▶ WHAT YOU NEED TO DO: Set down again each entry exactly as it reads, pictures excluded.

▶ INFORMATION:

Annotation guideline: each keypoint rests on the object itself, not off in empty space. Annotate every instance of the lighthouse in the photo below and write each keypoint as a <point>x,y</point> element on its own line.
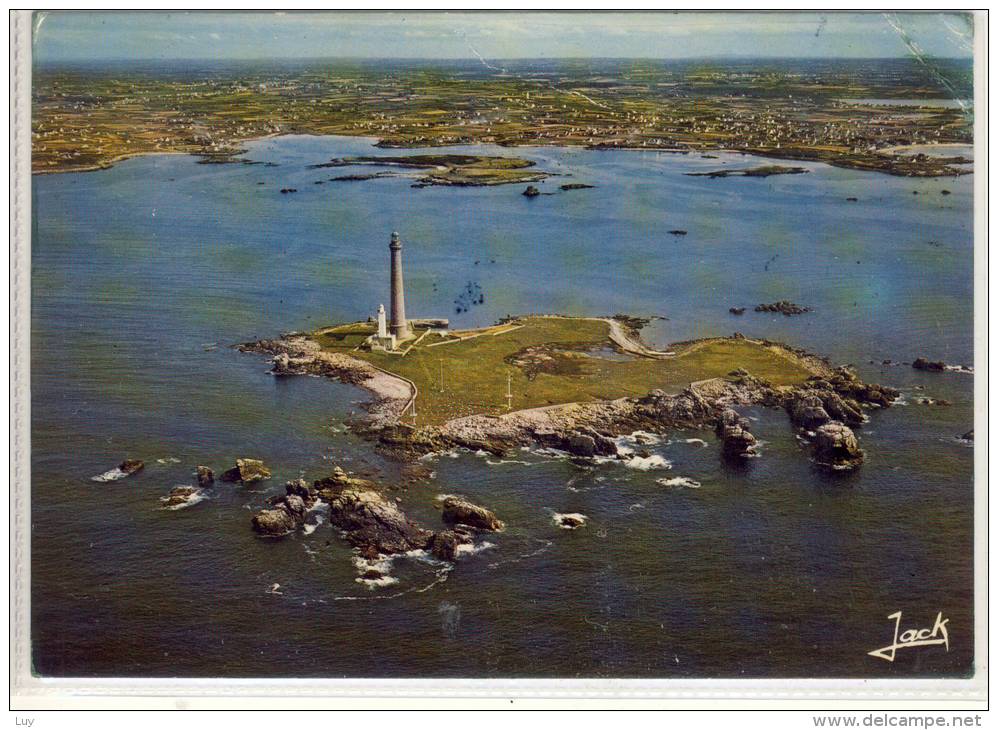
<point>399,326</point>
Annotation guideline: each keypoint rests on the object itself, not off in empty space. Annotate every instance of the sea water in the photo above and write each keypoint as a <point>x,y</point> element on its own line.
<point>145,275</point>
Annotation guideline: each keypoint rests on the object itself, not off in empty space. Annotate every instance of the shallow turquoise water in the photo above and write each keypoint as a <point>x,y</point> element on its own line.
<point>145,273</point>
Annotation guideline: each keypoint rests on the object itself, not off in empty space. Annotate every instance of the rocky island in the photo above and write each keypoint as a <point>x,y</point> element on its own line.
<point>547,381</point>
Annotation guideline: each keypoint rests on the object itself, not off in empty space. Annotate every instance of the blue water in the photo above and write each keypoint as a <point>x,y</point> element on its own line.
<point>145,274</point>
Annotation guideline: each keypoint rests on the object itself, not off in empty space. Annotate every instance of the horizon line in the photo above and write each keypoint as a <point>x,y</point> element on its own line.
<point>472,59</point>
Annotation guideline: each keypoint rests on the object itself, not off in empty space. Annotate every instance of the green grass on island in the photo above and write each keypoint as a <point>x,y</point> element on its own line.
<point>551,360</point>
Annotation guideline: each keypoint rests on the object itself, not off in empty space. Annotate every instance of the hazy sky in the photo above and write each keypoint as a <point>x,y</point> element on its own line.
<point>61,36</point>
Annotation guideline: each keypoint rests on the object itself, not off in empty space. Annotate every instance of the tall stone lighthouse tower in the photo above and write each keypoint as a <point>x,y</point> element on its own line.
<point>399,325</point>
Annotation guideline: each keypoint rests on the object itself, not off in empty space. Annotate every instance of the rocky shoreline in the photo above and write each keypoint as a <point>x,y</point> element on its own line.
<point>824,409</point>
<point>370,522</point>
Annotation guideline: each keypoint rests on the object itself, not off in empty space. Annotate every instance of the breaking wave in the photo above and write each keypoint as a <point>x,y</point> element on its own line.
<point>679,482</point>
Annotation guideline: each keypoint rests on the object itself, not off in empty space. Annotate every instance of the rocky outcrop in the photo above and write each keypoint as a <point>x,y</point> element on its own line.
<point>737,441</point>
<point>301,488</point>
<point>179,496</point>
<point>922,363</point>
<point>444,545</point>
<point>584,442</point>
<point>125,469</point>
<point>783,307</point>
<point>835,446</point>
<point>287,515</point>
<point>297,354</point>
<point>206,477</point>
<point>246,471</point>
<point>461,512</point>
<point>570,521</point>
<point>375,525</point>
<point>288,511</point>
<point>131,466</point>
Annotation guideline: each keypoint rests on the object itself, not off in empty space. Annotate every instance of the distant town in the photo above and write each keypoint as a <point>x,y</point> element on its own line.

▶ PROBLEM SOLUTION:
Annotation guideline: each keypoint rests on the object itself, not off in empty space. Annotate every instance of the lighthouse in the photo below and write each keypoint as a <point>x,y</point> element on its own line.
<point>399,326</point>
Annotation guideline: each keypoint rests on the object itself, not off in empty space. Annotate every instance of the sea water in the photo above and write each keypoint as a <point>x,y</point> element on its own line.
<point>145,275</point>
Annotation guideline: each keypoint rests on the object itself, not off in empty space. Annotate every instance of the shallow turquoise water in the photo above and write each keypoint as a <point>x,y</point> element on its own line.
<point>145,273</point>
Annotation guideline: each keypoint rests on the object itself, not off in empty space. Annotate every instance of the rocky island in the photo above and write each keypoint as a <point>x,y</point> element on its own line.
<point>547,381</point>
Annotation guideline: each keypoint rests on the object itself, not off in empty space. Annotate every instance of the blue water in the photo above and write each keypoint as a <point>x,y</point> element on its own line.
<point>145,274</point>
Annotation guideline: each keypoint rests on the object itself, not off in empty space. Annotate every instance of the horizon line in the photo above and write each keypoint as a <point>x,y</point> element on its own line.
<point>472,59</point>
Annotation guideline: each keypoint rests on the object itself, not off in empty space. Annotate every instance of the green grass on island in the photo above and write each keypoint as a <point>x,y</point> element on its own line.
<point>551,360</point>
Annotation guideline: each keypoint rests on the object itself, not off in empty space. Annotate every instance of the hazy sky in the photo above and write each keypoint as a <point>x,y</point> element on its own line.
<point>61,36</point>
Annotation guideline: each keypoint rests on the object itself, not off in empty space. Annotate every instance of the tall stone lighthouse tower in the photo above and write each keypoint as a <point>x,y</point> element on its own line.
<point>399,325</point>
Annotation guideline: each keypoint rests on the object itself, not off in empty space. Annotate every instance of the rocky shoreline in the photo above and write each keypoint as a <point>x,y</point> element on its own line.
<point>824,409</point>
<point>370,522</point>
Annotation guideline: each keypoint rests on the object itself, not off in empty space. Annotate every instance of the breaking wave in the photo above and write each keypoint as a <point>x,y</point> element on its own line.
<point>679,482</point>
Annotation guideline: each keypoint rests on the object itself, not off in empty space. Annotate every instance of the rocky outcrop in the photo above and write each keypoint as a <point>x,y</point> element on its own line.
<point>737,441</point>
<point>301,488</point>
<point>179,496</point>
<point>922,363</point>
<point>444,545</point>
<point>584,442</point>
<point>125,469</point>
<point>783,307</point>
<point>835,446</point>
<point>287,515</point>
<point>297,354</point>
<point>206,477</point>
<point>246,471</point>
<point>461,512</point>
<point>570,521</point>
<point>375,525</point>
<point>288,511</point>
<point>131,466</point>
Annotation guideline: each keypoint rests on the object itself, not off in empty space. Annotate every instance of the distant town in the photo above and write each keypoint as a <point>x,y</point> element on its own line.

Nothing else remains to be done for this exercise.